**TASK BRIEF**. List every line in the items below that contains the string "wave", copying each such line in full. Only matches in the same case count.

BEGIN ENTRIES

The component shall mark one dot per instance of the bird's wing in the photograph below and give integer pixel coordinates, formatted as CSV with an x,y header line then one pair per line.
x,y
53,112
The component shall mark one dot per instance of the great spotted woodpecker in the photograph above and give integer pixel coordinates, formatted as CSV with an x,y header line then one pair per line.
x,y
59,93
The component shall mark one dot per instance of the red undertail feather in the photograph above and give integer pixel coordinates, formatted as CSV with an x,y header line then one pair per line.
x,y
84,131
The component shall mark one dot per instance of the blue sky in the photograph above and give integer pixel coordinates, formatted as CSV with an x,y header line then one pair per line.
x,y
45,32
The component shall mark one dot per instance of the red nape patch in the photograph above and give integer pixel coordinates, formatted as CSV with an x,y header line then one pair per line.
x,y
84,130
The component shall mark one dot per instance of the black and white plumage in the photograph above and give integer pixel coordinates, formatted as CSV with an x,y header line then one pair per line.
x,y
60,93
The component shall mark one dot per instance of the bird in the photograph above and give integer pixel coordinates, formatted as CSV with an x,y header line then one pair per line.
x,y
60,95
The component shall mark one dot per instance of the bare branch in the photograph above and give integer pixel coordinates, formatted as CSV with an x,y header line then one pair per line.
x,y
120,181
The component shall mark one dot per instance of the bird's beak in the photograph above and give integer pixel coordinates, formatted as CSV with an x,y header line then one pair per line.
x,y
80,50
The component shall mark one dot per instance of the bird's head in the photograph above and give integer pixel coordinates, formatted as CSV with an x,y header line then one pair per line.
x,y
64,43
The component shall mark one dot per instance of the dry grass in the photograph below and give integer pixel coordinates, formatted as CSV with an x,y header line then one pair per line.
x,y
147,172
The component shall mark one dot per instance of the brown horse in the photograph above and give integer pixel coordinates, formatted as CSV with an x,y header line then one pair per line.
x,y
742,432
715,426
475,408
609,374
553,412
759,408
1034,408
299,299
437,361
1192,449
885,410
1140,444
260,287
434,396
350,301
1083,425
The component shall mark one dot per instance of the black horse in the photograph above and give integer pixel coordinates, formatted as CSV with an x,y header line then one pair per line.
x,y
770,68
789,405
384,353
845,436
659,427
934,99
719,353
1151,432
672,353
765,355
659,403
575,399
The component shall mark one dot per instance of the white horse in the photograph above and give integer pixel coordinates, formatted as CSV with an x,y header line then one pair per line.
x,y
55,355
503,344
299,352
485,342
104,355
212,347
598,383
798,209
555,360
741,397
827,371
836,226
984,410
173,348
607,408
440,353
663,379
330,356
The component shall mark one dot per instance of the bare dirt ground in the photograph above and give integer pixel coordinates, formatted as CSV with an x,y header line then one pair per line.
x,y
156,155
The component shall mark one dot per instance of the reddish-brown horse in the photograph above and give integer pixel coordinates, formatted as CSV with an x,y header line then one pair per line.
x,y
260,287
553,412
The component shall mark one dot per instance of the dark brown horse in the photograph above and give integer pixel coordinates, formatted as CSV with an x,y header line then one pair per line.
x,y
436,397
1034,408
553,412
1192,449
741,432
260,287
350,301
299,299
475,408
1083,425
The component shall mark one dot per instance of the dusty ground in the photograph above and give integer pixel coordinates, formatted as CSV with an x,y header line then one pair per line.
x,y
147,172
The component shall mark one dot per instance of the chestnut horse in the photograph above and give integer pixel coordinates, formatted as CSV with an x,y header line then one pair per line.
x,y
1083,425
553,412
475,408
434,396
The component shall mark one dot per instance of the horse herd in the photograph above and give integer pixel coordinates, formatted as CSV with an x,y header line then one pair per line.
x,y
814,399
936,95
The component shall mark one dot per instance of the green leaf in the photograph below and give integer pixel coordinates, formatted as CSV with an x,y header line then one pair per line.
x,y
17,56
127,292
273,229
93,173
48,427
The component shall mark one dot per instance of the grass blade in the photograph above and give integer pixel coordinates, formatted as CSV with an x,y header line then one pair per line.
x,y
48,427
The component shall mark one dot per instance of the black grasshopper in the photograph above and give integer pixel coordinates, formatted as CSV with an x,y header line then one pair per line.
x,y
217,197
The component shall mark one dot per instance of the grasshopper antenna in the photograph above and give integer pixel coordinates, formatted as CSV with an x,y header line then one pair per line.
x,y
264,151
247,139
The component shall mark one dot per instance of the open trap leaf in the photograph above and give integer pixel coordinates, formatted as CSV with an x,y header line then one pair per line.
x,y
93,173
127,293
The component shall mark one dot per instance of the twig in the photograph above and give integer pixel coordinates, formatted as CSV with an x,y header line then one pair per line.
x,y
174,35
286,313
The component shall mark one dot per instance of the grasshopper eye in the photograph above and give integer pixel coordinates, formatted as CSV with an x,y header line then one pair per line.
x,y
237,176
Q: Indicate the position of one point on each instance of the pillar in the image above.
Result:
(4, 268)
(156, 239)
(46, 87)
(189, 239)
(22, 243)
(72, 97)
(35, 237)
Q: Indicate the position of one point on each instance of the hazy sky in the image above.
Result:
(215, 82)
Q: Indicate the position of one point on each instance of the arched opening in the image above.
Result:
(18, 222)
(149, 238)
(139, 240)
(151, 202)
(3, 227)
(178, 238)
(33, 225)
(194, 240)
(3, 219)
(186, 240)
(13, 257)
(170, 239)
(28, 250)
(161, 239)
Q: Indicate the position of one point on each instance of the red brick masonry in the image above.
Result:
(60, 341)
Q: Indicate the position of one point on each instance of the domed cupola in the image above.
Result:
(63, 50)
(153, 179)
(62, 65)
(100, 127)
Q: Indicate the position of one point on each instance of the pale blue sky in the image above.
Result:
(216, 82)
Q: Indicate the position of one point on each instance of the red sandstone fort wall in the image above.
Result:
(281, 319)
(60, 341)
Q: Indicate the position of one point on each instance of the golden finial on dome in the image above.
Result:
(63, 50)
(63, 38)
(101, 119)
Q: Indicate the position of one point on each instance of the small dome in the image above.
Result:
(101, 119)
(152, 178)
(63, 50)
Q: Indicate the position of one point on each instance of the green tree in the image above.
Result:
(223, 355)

END ENTRIES
BEGIN ENTRIES

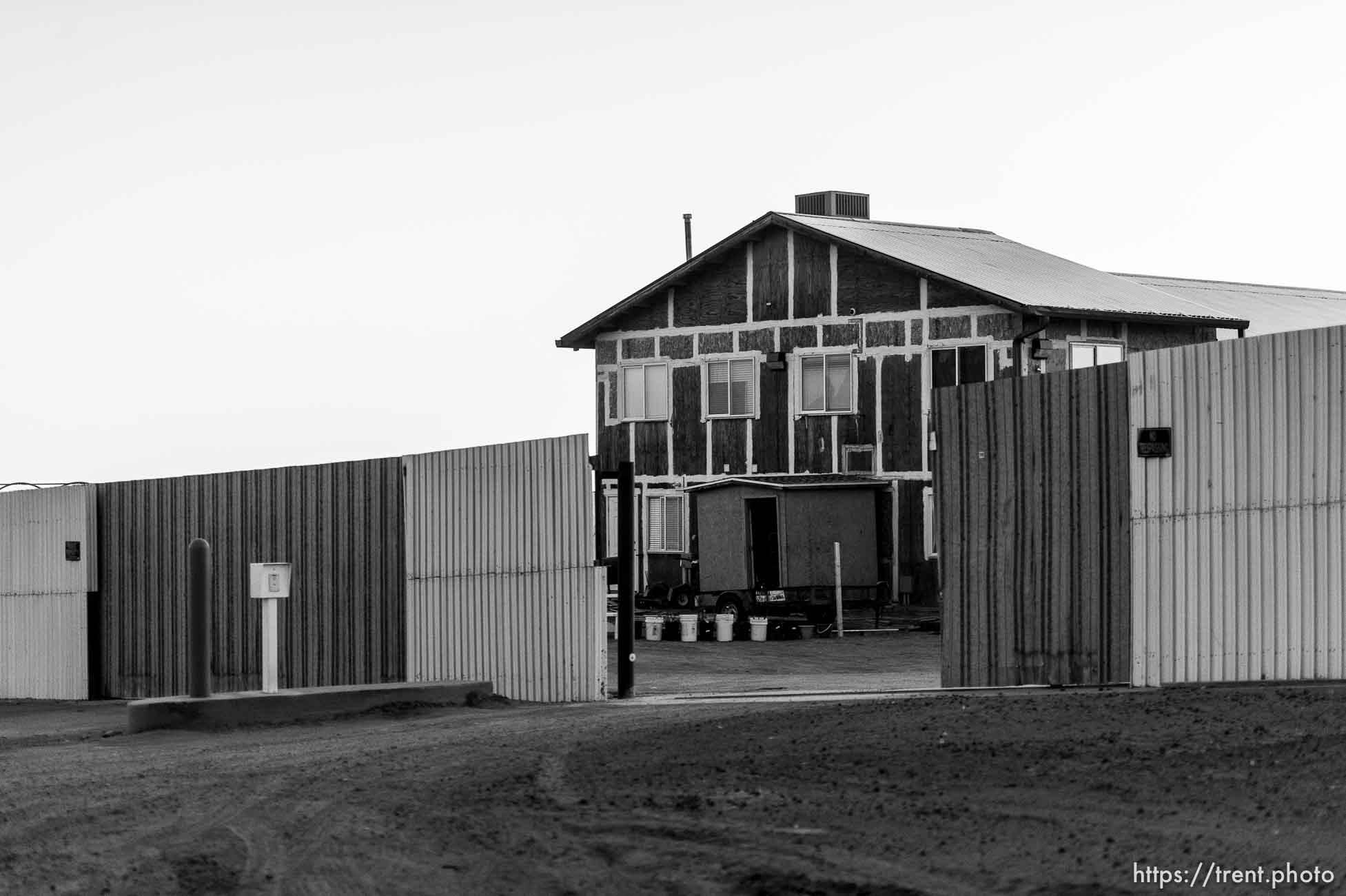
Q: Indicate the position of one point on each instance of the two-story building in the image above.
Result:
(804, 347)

END ENTRIES
BEGIN ENTRIES

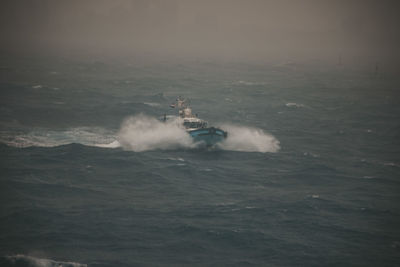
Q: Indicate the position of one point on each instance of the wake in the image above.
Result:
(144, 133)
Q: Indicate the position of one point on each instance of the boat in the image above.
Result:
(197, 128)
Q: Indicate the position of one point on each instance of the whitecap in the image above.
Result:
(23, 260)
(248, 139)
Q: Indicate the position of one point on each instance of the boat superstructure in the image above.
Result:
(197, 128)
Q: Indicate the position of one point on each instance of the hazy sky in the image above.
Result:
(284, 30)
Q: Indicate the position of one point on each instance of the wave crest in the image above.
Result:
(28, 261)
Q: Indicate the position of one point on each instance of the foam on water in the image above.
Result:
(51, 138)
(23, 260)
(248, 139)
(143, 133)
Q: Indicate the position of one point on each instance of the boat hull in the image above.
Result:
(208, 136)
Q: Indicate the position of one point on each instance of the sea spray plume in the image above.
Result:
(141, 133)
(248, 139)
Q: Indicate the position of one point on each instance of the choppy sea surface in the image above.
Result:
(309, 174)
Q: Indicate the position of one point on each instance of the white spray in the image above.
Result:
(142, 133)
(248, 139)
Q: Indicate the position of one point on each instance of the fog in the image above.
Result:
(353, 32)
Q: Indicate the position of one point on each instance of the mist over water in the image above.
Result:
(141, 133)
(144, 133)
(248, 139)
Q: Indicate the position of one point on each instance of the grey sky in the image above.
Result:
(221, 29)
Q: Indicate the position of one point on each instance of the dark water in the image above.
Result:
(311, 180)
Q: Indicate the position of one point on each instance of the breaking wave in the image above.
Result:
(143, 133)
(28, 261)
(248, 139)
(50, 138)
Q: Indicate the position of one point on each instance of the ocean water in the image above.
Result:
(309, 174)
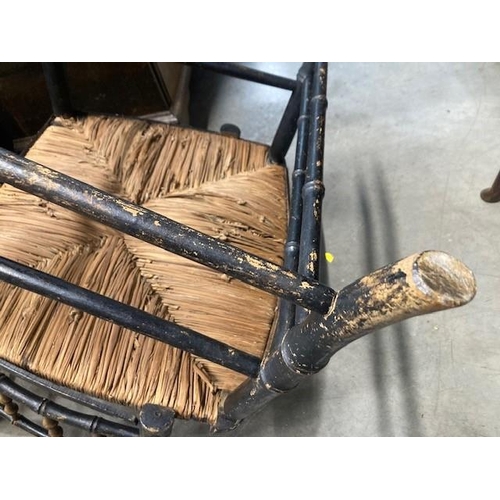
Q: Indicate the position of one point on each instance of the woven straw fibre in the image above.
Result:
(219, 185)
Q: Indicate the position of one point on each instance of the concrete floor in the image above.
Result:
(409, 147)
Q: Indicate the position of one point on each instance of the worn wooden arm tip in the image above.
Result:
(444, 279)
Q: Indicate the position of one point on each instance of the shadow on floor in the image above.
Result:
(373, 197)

END ENTRIES

**ANSWER BELOW**.
Q: Indicate the position of one point on each instance of the wave crest in the image above.
Q: Indicate the position of one point on each instance of the breaking wave in the image above.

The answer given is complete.